**INSTRUCTIONS FOR THE TASK**
Exclude the pictures and reproduce the remaining data exactly as written.

BEGIN SUPPLIED MATERIAL

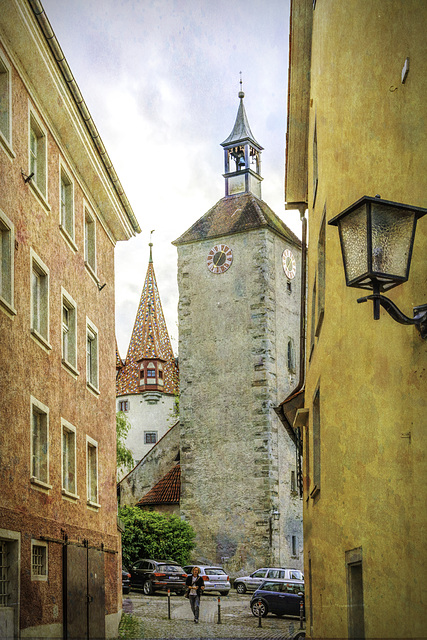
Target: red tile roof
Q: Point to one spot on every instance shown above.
(166, 491)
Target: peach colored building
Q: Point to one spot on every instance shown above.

END SUPPLIED MATERIAL

**ANSWER**
Target: red tile roof
Q: Point to one spot on every instance shown above.
(166, 491)
Target: peach colored building
Q: Point to one spot on every instance shown above.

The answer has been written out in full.